= Supplied passage =

------------

I think this one is a good long term growth opportunity. Has good exposure in China and the only chromium plant in the US. which supplies 2/3 of the US chrome car parts and other treatments. It has managed to keep its dividend payout. Turnover is estimated to be $674m in 2010. +19% from 2009.

Its not perfect but if it keeps the momentum going its worth considering. Put it on your watch list and keep an eye on it, see if your feelings are right over the coming months. You could open a fantasy share account on Yahoo and put a few k on it!

You are right to be cautious but hopefully the exercise has given you an idea of what to look for away from penny shares.

Can you see the support level has bee breached today on the attached chart?










Just an observation. Funny things going on at the moment in the US ie QE etc.


----------



## MR Ray

bit hard to make out but it looks like the support level is about 108p.

thats some weird stuff bouncing like that.

I've put this one to watch and see how it goes. I'm interested in this one now even i've not invested in :thumb:

I know I shouldnt but I've got my eye on Entertainment One http://www.iii.co.uk/investment/detail?code=cotn:ETO.L&display=summary&it=le cuz Robbie has it in his portfolio.

done my research and it does look good for ETO.
Past two years ahd been down but its all looking bright for them now as they are in profit.
Buy 1000 @ 110p and look for 160p as an exit :thumb:
Test out my new Stock and Share ISA account with HSBC


----------



## freon warrior

Thats the idea with ELM. You have done the research, now keep an eye on it and see what affects the price. That 'bouncing' about is what 'day traders' look for I think. Buy at the support then 'short' at the resistance. ELM was a 'buy' tip in last weeks IC.

Yes I had seen ETO too, pick your entry price and go for it. I had a good run with EROS, a Bollywood company last year.

Excellent day today, esp with SPT, been in and out since 74p.

You are going well with Ithaca Energy. Up your stop loss to protect your profit. Known as a 'trailing stop'
http://www.moneyweek.com/investment-advice/glossary/t/trailing-stop-loss.aspx


----------



## MR Ray

Thanks

I really appreciate the help you have given me because I have learnt so much from you over the last few weeks .

------------

= Data entries =
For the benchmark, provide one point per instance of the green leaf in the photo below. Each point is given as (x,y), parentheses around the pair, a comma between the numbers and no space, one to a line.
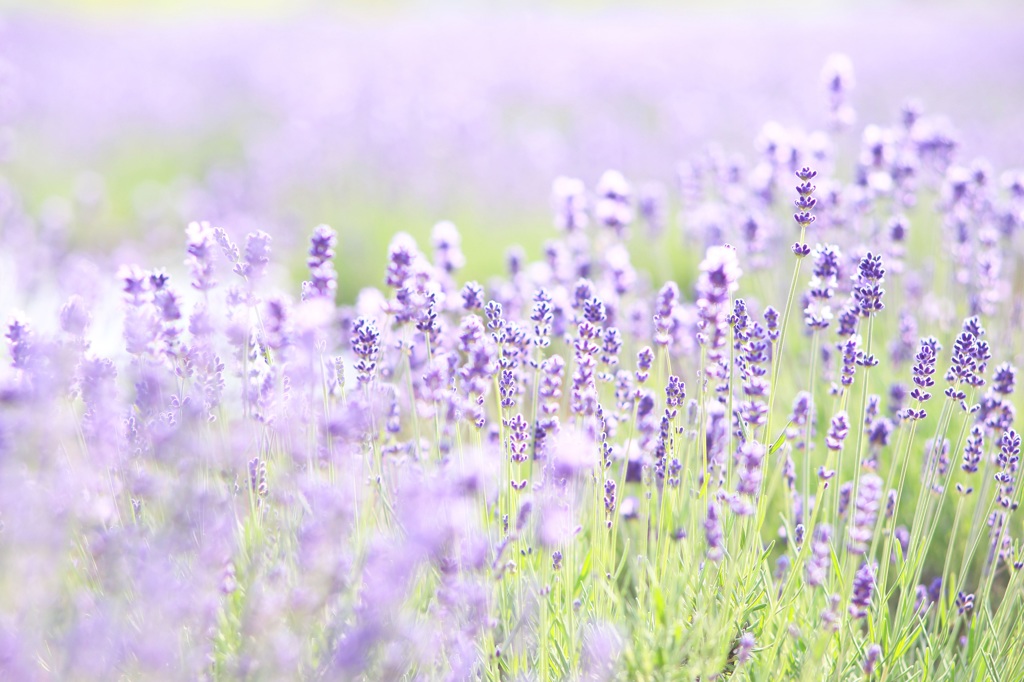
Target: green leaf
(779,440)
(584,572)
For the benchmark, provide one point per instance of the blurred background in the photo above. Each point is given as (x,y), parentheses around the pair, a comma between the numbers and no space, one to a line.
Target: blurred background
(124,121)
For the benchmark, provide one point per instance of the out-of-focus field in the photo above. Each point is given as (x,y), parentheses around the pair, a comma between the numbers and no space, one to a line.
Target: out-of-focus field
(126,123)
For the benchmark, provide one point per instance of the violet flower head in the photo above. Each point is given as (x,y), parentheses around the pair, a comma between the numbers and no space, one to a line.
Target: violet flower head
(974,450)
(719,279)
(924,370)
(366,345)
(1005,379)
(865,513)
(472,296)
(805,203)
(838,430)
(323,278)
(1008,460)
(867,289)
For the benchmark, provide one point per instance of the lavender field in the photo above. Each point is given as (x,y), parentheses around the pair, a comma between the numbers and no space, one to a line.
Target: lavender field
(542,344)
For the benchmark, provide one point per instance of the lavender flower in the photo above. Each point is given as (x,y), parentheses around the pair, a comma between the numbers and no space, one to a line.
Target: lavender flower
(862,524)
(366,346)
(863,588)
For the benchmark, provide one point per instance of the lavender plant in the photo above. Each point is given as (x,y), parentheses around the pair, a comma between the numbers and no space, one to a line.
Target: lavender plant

------------

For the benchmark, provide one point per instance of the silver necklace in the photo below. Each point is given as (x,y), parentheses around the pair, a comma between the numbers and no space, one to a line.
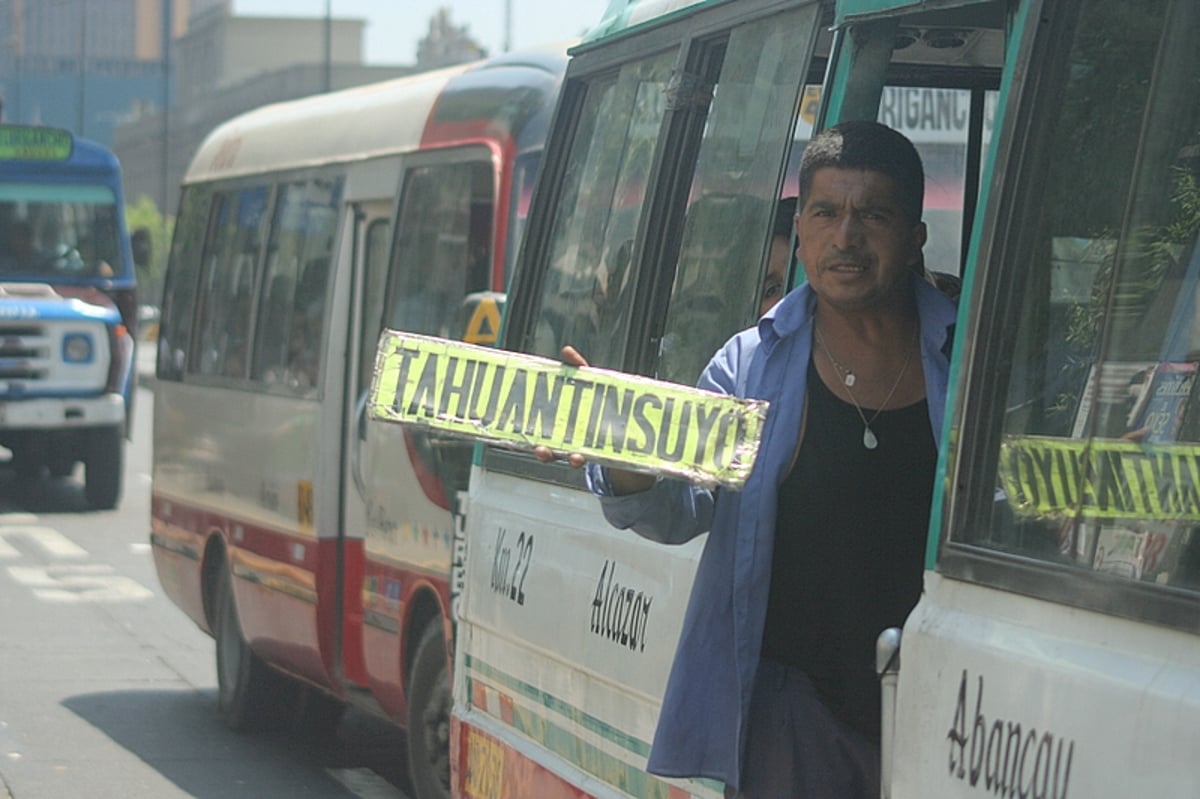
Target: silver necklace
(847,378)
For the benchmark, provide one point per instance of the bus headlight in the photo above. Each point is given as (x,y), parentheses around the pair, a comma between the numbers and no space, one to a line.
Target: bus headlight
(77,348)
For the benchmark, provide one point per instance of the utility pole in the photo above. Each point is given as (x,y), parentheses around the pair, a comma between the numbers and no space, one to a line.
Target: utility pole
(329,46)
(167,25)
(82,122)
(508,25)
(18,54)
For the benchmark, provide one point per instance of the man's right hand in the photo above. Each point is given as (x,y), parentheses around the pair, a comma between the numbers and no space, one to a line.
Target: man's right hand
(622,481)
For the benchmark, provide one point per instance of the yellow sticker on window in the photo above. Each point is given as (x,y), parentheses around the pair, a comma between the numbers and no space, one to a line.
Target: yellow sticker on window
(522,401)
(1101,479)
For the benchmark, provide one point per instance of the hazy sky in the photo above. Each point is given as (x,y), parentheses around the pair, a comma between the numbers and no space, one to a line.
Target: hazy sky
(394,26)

------------

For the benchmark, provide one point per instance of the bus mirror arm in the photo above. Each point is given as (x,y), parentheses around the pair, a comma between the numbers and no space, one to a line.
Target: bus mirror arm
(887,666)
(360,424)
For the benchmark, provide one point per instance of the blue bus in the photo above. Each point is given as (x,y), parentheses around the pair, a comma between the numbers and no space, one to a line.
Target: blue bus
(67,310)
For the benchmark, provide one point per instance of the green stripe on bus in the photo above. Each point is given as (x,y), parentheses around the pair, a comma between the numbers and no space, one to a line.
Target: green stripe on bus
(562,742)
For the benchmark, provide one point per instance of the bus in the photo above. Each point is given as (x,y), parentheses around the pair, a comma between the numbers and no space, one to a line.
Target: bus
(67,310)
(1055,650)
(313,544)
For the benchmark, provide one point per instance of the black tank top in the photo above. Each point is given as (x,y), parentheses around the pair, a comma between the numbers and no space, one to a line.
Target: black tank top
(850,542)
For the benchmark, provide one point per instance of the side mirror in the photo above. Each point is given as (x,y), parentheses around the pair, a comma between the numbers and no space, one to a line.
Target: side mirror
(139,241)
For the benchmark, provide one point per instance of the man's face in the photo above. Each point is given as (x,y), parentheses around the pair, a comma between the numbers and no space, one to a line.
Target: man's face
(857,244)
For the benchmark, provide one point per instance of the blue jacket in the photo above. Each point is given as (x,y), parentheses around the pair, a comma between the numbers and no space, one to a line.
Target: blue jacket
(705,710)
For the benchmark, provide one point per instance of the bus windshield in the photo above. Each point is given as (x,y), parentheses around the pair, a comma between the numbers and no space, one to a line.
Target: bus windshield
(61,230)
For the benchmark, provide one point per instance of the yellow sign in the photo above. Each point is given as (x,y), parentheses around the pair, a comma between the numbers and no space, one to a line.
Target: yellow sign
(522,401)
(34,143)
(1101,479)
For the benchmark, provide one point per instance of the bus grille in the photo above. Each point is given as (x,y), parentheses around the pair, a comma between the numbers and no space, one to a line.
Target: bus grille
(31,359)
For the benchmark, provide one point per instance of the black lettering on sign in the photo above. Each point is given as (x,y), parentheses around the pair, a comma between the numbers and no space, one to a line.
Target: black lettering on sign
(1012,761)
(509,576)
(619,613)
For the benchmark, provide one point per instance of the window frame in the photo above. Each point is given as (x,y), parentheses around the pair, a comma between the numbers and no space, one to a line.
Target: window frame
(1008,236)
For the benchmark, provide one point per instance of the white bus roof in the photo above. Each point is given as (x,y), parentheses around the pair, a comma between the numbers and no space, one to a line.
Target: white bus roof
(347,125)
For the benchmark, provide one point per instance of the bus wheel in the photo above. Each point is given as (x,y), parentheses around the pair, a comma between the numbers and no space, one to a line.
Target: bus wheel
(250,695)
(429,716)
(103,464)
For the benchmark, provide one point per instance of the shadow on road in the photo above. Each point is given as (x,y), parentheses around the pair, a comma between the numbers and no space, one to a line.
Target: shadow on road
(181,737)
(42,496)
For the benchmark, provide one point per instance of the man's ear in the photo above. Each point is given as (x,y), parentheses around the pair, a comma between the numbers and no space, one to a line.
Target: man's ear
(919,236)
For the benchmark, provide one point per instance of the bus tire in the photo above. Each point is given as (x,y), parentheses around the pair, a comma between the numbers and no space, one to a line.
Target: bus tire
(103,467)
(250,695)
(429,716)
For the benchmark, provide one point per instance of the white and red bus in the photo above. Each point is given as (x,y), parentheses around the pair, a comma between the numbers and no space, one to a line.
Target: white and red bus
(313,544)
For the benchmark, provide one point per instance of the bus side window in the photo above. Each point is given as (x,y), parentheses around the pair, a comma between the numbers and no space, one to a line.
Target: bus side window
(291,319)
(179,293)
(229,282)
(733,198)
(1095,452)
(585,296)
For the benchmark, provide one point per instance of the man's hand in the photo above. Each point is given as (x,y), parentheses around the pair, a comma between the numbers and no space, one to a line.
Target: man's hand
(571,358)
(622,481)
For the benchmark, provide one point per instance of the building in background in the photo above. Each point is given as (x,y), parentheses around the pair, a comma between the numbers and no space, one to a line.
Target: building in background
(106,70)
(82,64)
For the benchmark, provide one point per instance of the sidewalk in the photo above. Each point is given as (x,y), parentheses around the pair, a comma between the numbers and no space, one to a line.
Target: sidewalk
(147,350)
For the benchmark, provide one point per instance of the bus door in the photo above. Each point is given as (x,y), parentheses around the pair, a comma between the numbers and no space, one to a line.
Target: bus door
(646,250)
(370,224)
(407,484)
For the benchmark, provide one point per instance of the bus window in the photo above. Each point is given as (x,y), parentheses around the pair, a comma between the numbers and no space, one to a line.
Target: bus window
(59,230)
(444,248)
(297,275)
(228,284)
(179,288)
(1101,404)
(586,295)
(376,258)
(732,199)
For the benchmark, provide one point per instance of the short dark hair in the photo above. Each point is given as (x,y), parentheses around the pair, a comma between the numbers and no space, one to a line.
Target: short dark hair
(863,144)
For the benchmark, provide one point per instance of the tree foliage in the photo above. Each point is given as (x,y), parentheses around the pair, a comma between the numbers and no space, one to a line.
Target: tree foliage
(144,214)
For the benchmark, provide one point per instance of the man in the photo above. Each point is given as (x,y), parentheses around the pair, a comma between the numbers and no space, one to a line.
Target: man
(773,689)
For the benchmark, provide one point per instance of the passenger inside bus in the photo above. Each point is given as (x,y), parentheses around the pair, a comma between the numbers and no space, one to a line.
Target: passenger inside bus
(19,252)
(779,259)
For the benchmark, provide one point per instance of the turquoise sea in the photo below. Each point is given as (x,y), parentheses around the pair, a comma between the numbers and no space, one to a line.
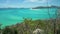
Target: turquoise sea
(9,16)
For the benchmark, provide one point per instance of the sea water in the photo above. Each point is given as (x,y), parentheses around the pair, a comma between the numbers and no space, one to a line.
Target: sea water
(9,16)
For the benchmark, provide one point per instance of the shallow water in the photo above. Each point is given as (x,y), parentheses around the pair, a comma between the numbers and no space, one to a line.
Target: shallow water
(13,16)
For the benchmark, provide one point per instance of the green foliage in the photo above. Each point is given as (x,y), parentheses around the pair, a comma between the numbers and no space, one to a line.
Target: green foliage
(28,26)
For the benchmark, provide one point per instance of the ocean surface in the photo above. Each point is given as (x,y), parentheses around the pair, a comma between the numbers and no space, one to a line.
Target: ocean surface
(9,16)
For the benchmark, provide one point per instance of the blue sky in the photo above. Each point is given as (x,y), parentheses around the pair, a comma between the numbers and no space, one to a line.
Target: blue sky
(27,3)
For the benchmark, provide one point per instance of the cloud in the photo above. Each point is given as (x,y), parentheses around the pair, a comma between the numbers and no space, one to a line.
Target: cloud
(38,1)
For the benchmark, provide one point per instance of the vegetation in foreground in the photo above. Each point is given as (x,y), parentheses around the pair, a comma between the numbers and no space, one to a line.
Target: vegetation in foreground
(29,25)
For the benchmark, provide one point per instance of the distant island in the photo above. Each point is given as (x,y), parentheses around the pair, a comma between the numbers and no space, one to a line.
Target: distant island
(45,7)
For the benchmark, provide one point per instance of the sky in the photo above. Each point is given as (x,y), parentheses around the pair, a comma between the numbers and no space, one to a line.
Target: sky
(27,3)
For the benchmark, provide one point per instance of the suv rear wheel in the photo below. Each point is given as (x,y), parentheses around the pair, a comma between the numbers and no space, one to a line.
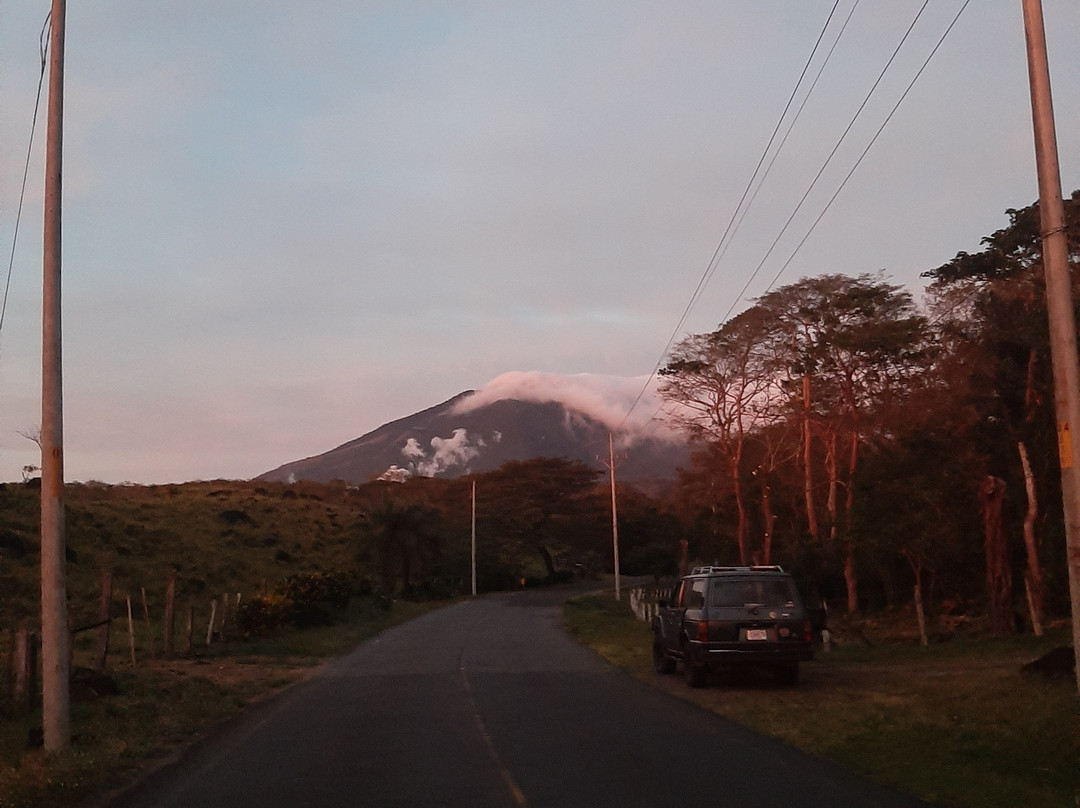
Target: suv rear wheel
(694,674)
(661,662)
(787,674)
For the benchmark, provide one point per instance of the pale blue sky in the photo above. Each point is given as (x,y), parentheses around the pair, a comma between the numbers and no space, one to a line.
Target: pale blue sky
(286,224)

------------

= Aim =
Reproduce the forum thread about share picks in full, word for word.

= Exercise result =
I think this one is a good long term growth opportunity. Has good exposure in China and the only chromium plant in the US. which supplies 2/3 of the US chrome car parts and other treatments. It has managed to keep its dividend payout. Turnover is estimated to be $674m in 2010. +19% from 2009.

Its not perfect but if it keeps the momentum going its worth considering. Put it on your watch list and keep an eye on it, see if your feelings are right over the coming months. You could open a fantasy share account on Yahoo and put a few k on it!

You are right to be cautious but hopefully the exercise has given you an idea of what to look for away from penny shares.

Can you see the support level has bee breached today on the attached chart?










Just an observation. Funny things going on at the moment in the US ie QE etc.


----------



## MR Ray

bit hard to make out but it looks like the support level is about 108p.

thats some weird stuff bouncing like that.

I've put this one to watch and see how it goes. I'm interested in this one now even i've not invested in :thumb:

I know I shouldnt but I've got my eye on Entertainment One http://www.iii.co.uk/investment/detail?code=cotn:ETO.L&display=summary&it=le cuz Robbie has it in his portfolio.

done my research and it does look good for ETO.
Past two years ahd been down but its all looking bright for them now as they are in profit.
Buy 1000 @ 110p and look for 160p as an exit :thumb:
Test out my new Stock and Share ISA account with HSBC


----------



## freon warrior

Thats the idea with ELM. You have done the research, now keep an eye on it and see what affects the price. That 'bouncing' about is what 'day traders' look for I think. Buy at the support then 'short' at the resistance. ELM was a 'buy' tip in last weeks IC.

Yes I had seen ETO too, pick your entry price and go for it. I had a good run with EROS, a Bollywood company last year.

Excellent day today, esp with SPT, been in and out since 74p.

You are going well with Ithaca Energy. Up your stop loss to protect your profit. Known as a 'trailing stop'
http://www.moneyweek.com/investment-advice/glossary/t/trailing-stop-loss.aspx


----------



## MR Ray

Thanks

I really appreciate the help you have given me because I have learnt so much from you over the last few weeks .